| DATA FOR THIS TASK |
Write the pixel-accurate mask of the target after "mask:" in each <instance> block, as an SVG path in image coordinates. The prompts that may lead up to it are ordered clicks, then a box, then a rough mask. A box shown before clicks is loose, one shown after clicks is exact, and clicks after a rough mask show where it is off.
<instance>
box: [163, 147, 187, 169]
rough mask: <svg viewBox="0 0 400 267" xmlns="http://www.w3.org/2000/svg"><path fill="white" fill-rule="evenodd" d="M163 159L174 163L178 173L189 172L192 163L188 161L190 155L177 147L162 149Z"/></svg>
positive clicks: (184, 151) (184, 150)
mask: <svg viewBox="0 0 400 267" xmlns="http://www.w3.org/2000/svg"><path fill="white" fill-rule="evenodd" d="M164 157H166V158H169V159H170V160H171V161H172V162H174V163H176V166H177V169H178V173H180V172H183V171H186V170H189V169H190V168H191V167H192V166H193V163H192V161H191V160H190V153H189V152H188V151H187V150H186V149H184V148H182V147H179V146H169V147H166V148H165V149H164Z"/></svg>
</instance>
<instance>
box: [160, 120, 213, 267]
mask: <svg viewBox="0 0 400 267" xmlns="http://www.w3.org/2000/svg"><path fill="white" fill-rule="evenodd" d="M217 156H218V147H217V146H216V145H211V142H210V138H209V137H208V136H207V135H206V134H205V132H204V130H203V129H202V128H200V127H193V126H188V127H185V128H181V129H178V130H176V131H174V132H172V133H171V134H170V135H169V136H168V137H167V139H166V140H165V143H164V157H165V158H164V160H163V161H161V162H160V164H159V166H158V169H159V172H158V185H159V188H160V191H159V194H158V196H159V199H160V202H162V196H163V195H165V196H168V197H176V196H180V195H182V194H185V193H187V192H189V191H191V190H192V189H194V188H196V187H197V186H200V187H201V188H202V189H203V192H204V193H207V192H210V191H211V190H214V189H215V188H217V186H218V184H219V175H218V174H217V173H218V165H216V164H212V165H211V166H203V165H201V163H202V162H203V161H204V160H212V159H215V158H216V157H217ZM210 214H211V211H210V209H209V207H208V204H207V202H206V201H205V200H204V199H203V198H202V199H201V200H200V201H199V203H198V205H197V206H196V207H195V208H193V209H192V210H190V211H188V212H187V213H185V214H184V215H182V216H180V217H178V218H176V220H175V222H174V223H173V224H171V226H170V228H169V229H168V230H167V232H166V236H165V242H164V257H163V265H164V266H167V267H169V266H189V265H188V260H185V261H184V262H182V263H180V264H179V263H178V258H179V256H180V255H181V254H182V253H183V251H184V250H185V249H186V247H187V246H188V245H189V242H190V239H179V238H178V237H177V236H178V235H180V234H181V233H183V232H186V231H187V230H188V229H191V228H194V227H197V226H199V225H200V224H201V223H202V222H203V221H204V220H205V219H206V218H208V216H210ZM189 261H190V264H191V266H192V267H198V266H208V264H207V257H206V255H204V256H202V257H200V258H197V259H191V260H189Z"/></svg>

| GOAL OF THE EXERCISE |
What lines above contain "rough"? Copy them out.

| REPLY TO THE TASK |
Write the pixel-accurate mask of the target after "mask:" in each <instance> block, as an SVG path in image coordinates. The prompts that may lead up to it are ordered clicks, then a box, then a rough mask. A box shown before clicks is loose, one shown after clicks is exact, and clicks after a rough mask show where it is off.
rough mask: <svg viewBox="0 0 400 267" xmlns="http://www.w3.org/2000/svg"><path fill="white" fill-rule="evenodd" d="M163 159L174 163L178 173L189 172L192 163L188 161L190 155L177 147L162 149Z"/></svg>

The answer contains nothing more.